*** Excerpted passage Section Begins ***

Sex and dating: when is the right time for sex in a new relationship?

Today’s cultural era of instant gratification has shaped our expectations of just about everything, including our personal relationships. The question of when to have sex in a new relationship continues to perplex many of us. Why? Most of us have learned the hard way, that sex has a way of complicating relationships, and never more so than when it is with a new person.

Joan Allen, a relationship expert and author of Celebrating Single and Getting Love Right: From Stalemate to Soulmate says “wait as long as you can.” Her rationale for this statement may seem like obvious and sound advice to some of us, but to others it may sound old-fashioned. It also seems the younger you are, the more likely you are to “go with the heat of the moment” by allowing physical attraction to be the leading factor in deciding when to have sex. Not surprisingly, as we gain age and experience many of us have had too-soon sexual encounters that have lead to undesirable consequences or unhealthy relationships. “You might find that you don’t even like the person,” says Allen. When sex occurs too soon “It becomes much more difficult to objectively see each other’s character traits” says Susanne Alexander, a relationship coach and author of Can We Dance? Learning the Steps for a Fulfilling Relationship. “Some couples then slide into engagement and marriage only to discover they have missed seeing major aspects of each other.”

Practically speaking, many people desire casual sexual relationships only, with no implied or intended commitment to their sexual partner. Regardless of the level of commitment, sexual partners can only benefit from talking about where they see their relationship going and how sex might change things — before they begin engaging in sexual acts with each other.

“There needs to be a conversation up front. The woman may assume sex implies a commitment; the man may not see it that way,” says Allen. “If you just want a one-night stand, you owe it to your partner to tell them ‘it’s just sex I’m after,'” says Cheryl McClary, PhD, JD, professor of women’s health at University of North Carolina-Asheville. A sexual partner may not be happy to hear this, but hopefully it will minimize the misunderstandings and conflicts that are inevitable without this conversation.

Just as important is an up-front conversation about sexually transmitted diseases (STDs). “The risks of STDS have got to be discussed and prevented from spreading,” says relationship expert Joan Allen. “I say definitely use condoms, even if you’re in a committed relationship,” she adds.

US HIV/AIDS statistics:

* Roughly one million people living with HIV/AIDS in the United States.
* Since the start of the AIDS epidemic, 1.5 million Americans have been infected with HIV and more than 524,000 have died of AIDS.
* At least 40,000 people are infected each year.
* African Americans account for 48% of new HIV infections.
* AIDS is the leading cause of death for African American women aged 25 to 34 and HIV rates among Hispanic women are increasing.
* The number of women living with HIV has tripled in the last two decades.
* At least half of all new infections are among people under the age of 25.
* Washington, DC has the highest HIV/AIDS prevalence rates in the United States – one in 20 people are living with HIV or AIDS.

*** Excerpted passage Section Ends ***
*** Data provided Section Begins ***

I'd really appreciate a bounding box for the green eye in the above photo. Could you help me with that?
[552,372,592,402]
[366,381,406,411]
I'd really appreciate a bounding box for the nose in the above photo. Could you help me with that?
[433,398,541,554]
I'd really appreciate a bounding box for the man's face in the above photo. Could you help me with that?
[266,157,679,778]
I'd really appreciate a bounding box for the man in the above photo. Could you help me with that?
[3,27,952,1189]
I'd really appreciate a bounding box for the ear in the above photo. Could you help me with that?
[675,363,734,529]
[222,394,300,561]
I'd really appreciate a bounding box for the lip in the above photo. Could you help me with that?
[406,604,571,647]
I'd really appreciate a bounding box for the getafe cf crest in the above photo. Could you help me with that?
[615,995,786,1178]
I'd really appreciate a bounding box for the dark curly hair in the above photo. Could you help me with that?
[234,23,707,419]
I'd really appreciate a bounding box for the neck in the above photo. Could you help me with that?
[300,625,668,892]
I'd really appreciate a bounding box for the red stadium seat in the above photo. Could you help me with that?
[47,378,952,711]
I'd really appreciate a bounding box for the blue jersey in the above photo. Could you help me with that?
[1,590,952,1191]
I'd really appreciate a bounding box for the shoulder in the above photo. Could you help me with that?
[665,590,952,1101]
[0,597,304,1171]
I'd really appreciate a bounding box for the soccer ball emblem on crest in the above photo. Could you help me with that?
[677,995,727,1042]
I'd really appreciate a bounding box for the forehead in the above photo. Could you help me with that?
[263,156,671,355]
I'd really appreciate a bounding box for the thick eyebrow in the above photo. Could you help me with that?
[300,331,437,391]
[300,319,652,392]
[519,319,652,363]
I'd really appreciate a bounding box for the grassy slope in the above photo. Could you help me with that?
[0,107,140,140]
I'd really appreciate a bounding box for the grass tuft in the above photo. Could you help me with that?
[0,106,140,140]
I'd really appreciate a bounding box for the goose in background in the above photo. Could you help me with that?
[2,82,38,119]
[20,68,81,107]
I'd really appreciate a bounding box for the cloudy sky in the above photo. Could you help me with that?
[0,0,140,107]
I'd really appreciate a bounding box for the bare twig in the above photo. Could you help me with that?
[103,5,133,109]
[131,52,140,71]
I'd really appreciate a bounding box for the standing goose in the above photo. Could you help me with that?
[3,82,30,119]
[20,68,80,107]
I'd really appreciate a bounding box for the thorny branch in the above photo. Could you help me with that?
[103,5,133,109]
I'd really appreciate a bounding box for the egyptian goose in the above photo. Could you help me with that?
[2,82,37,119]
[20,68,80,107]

*** Data provided Section Ends ***

From the article above on when to have sex in a new relationship, set down word for word the passage that begins at the words "Just as important" and ends after "new HIV infections.".

Just as important is an up-front conversation about sexually transmitted diseases (STDs). “The risks of STDS have got to be discussed and prevented from spreading,” says relationship expert Joan Allen. “I say definitely use condoms, even if you’re in a committed relationship,” she adds.

US HIV/AIDS statistics:

* Roughly one million people living with HIV/AIDS in the United States.
* Since the start of the AIDS epidemic, 1.5 million Americans have been infected with HIV and more than 524,000 have died of AIDS.
* At least 40,000 people are infected each year.
* African Americans account for 48% of new HIV infections.